An adopted child sits in a window sill  Adoption Issues Adoption IssuesIf you walk in the snow barefoot, what is your immediate reaction? Brr – get shoes! When your child walks in the snow barefoot, without putting together the thought of “cold means I need to go put shoes on,” then something is off. For anyone who has ever adopted a child, they know it is not as easy as it sounds. They’ll hear other couples preparing to adopt and think, “they really don’t know what they’re getting in for.”

Adoption is not easy. It is a difficult process, and the love between you and your child is hard earned. Many couples who adopt find it emotionally and physically exhausting. It can test their limits in a way that they never understood. A real issue that comes with adoption is RAD (Reactive Attachment Disorder). RAD is a diagnosis from abuse or neglect in a child’s early life. It is not hereditary or contagious. In short, the reactions of a person with RAD to certain circumstances, whether social or environmental, are detached from reality.

Refusing help from caretakers is one of the most common signs; around parents, teachers, or caretakers they feel unsafe, and the only sense of reality is received through controlling everything they can. This can also show in extreme circumstances, such as not feeling love the way it should come naturally, and being able to detach from love easily. This is something most people cannot fathom to understand. All of this comes from a certain amount of neglect and ignorance to the child during the most formative years.

It is incredible how the first few months of a child’s life are so important, and why it is so crucial to receive touch and physical affection. If that is lacking in the early stages of development, then later in life there could be major social and attachment issues. For children with RAD, they can learn to present themselves well; understanding social situations just enough to fit in. This doesn’t mean they cannot learn, just that it will be a lot harder to learn and it is often difficult for others to understand how it does not come as easy. Children with RAD can hurt solid families, they lack guilt when lying, and truly believe their caretakers are out to hurt instead of help them.

Feeling “mean” or “overbearing”  to a child with RAD is common, because authority needs to be tighter with a child with RAD than with other children. Being consistent is key. Do not waver statements such as “you must clean your room before going outside.” When one parent wavers, the learning is lost. A caretaker or parent can feel depressed, used, or hopeless, and that is normal.

At Trinity Teen Solutions, we teach children with RAD that consequences are natural. If you break something, you fix it. If you hurt someone, you learn how to apologize. Consistency provides learning, and it establishes securing with children who have RAD.

:: Raw data ::
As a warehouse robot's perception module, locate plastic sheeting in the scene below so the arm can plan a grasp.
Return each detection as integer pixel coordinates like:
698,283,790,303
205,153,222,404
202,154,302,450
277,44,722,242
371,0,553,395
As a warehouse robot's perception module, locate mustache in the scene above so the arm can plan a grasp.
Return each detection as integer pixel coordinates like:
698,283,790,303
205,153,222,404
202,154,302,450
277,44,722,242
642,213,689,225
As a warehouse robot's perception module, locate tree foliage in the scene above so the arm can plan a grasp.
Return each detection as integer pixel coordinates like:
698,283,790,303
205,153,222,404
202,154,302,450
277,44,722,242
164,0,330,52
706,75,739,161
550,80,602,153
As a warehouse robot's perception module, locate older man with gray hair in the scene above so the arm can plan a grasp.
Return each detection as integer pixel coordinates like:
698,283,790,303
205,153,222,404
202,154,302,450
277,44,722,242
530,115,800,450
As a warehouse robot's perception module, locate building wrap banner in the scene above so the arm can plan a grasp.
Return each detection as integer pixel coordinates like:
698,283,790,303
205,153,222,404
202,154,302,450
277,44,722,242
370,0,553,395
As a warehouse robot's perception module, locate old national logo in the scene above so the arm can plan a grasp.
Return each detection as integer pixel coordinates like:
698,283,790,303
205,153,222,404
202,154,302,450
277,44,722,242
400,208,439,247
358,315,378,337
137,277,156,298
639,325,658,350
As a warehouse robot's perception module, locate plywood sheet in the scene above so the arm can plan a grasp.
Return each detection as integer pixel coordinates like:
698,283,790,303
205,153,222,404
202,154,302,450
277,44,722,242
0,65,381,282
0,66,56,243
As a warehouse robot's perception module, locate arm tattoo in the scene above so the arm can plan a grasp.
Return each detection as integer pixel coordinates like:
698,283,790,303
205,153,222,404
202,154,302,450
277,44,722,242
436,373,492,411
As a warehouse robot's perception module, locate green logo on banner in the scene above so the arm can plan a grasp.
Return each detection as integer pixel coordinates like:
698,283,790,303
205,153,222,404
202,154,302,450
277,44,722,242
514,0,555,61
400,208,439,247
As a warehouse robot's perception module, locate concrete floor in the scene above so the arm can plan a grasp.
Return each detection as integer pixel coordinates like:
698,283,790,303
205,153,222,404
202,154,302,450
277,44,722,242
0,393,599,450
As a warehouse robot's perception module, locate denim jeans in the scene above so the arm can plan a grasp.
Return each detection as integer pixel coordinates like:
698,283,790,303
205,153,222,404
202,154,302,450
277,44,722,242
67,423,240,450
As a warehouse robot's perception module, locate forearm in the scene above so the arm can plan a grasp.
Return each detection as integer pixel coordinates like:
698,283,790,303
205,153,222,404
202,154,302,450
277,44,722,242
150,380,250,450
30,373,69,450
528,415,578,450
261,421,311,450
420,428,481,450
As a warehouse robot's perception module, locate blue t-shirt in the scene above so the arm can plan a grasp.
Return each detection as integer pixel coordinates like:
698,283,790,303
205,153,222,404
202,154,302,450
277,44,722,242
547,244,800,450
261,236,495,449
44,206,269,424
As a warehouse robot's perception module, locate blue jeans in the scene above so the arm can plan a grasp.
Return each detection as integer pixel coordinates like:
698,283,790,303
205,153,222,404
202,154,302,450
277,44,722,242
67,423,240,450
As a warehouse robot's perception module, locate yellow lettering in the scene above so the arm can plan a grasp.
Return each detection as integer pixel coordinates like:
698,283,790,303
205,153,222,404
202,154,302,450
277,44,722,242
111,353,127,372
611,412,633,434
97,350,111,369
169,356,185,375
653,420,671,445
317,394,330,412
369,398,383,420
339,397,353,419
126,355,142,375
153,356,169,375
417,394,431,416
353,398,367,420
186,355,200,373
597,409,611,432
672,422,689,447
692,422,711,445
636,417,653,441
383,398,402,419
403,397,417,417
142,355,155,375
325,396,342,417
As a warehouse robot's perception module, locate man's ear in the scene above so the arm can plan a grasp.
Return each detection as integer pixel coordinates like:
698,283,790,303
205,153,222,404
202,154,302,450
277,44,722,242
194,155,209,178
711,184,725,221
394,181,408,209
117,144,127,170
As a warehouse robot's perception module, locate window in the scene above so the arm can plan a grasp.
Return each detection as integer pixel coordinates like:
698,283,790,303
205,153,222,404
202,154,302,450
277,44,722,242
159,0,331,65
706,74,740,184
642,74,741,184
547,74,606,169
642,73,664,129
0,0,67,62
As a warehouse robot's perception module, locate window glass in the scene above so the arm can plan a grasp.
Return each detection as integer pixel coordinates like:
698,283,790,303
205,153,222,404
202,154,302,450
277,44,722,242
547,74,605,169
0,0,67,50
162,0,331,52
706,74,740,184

:: Required action ::
Please copy the adoption article between "Refusing help from" and "most formative years.", inclusive, and swap "caretakers" for "guardians". The listing comes from a separate source.

:: Result below ::
Refusing help from guardians is one of the most common signs; around parents, teachers, or guardians they feel unsafe, and the only sense of reality is received through controlling everything they can. This can also show in extreme circumstances, such as not feeling love the way it should come naturally, and being able to detach from love easily. This is something most people cannot fathom to understand. All of this comes from a certain amount of neglect and ignorance to the child during the most formative years.